— START Data shown —

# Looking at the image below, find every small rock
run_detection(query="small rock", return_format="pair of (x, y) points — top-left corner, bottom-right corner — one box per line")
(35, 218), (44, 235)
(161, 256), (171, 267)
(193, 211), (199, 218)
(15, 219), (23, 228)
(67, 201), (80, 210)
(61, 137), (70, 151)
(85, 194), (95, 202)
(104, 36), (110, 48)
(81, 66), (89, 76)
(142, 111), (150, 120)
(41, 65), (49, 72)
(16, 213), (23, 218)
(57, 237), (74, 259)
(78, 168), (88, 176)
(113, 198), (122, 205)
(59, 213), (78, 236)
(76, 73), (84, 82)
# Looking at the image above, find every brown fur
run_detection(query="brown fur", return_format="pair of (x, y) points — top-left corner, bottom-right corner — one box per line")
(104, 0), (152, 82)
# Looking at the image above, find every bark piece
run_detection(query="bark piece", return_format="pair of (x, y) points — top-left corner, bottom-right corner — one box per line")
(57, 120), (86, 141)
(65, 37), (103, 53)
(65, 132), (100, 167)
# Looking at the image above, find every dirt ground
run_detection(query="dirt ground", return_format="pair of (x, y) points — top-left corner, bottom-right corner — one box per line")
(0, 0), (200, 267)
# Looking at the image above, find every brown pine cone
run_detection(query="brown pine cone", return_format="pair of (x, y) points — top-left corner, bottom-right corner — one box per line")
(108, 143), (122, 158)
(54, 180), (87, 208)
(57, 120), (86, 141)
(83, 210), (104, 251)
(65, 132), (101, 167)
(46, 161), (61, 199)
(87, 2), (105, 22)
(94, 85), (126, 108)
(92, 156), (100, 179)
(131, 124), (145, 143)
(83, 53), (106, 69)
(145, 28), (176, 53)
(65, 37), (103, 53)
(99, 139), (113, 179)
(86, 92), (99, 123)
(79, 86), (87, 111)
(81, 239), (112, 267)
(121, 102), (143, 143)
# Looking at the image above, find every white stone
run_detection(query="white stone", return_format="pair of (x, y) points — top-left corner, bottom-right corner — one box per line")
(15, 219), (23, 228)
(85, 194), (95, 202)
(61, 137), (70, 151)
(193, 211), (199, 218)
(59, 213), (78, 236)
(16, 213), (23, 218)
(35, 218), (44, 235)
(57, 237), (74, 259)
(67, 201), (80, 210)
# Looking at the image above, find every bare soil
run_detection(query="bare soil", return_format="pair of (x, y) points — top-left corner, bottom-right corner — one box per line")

— END Data shown —

## Exercise brief
Edit every line of the records above so that each occurrence of "top-left corner" becomes "upper-left corner", leaving everything else untouched.

## Result of the exercise
# Looking at the image below, find every small rock
run_detection(query="small rock", return_format="pair of (x, y) points — upper-left corner, bottom-right corner — one box per line")
(35, 218), (44, 235)
(161, 256), (171, 267)
(193, 211), (199, 218)
(15, 219), (23, 228)
(67, 201), (80, 210)
(61, 137), (70, 151)
(85, 194), (95, 202)
(104, 36), (110, 48)
(81, 66), (89, 76)
(142, 111), (150, 120)
(41, 65), (49, 72)
(16, 213), (23, 218)
(57, 237), (74, 259)
(78, 168), (88, 176)
(113, 198), (122, 205)
(59, 213), (78, 236)
(76, 73), (84, 82)
# Looking at the image above, find every brown fur
run_detection(query="brown fur", return_format="pair of (x, y) points — upper-left corner, bottom-right corner — one box per line")
(104, 0), (152, 82)
# Looking at the image above, find every bark piece
run_detection(query="bark piece", return_format="pair of (x, y) points — upper-left corner, bottom-right corner — one box per line")
(57, 120), (86, 141)
(65, 37), (103, 53)
(65, 132), (100, 167)
# Looking at the image above, find every dirt ground
run_detection(query="dirt ground", return_format="pair of (x, y) points — upper-left corner, bottom-right corner — one box per line")
(0, 0), (200, 267)
# Looking at the image above, find every brown pine cone
run_detection(query="brown pine cone", return_format="pair of (x, y) points — upper-left corner, bottom-right corner — one box per line")
(108, 143), (122, 158)
(54, 180), (87, 208)
(57, 120), (86, 141)
(83, 210), (104, 251)
(65, 132), (101, 167)
(46, 161), (61, 199)
(87, 2), (105, 22)
(94, 85), (126, 108)
(92, 156), (100, 179)
(131, 124), (145, 143)
(83, 53), (106, 69)
(145, 28), (176, 53)
(65, 37), (103, 53)
(99, 139), (113, 179)
(86, 92), (99, 123)
(79, 86), (87, 111)
(81, 239), (112, 267)
(121, 102), (143, 143)
# Looking at the image above, find every white stone
run_detection(query="white stone", return_format="pair of (x, y) points — upper-left corner, bottom-right corner — one box per line")
(15, 219), (23, 228)
(85, 194), (95, 202)
(61, 137), (70, 151)
(193, 211), (199, 218)
(59, 213), (78, 236)
(16, 213), (23, 218)
(35, 218), (44, 235)
(57, 237), (74, 259)
(67, 201), (80, 210)
# Looking at the image above, find every bare soil
run_detection(query="bare soil", return_format="pair of (x, y) points — upper-left corner, bottom-right corner — one box per line")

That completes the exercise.